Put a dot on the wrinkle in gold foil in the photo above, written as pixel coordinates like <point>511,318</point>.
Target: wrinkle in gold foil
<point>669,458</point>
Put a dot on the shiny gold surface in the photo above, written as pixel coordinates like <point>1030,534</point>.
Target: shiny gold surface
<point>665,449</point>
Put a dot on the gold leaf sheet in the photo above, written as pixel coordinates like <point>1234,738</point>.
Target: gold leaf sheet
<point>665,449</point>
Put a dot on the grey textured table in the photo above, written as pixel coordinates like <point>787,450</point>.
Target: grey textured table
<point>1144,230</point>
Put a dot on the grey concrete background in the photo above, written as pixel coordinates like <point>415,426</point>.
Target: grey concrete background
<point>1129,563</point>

***

What is required: All lines above that include the word "written" must be copied into the answer.

Task answer:
Put a dot on the wrinkle in gold foil in the photo above, written as pixel coordinates like <point>511,318</point>.
Put a dot on the shiny gold surface in the photo above, written as pixel coordinates like <point>1030,534</point>.
Put a dot on the gold leaf sheet in the photo above, written as pixel coordinates like <point>1234,738</point>.
Put a dot on the grey textured table in the photo above, written as pixel coordinates like <point>787,450</point>.
Put a dot on the grey concrete background in the photo above, written as pixel coordinates like <point>415,426</point>.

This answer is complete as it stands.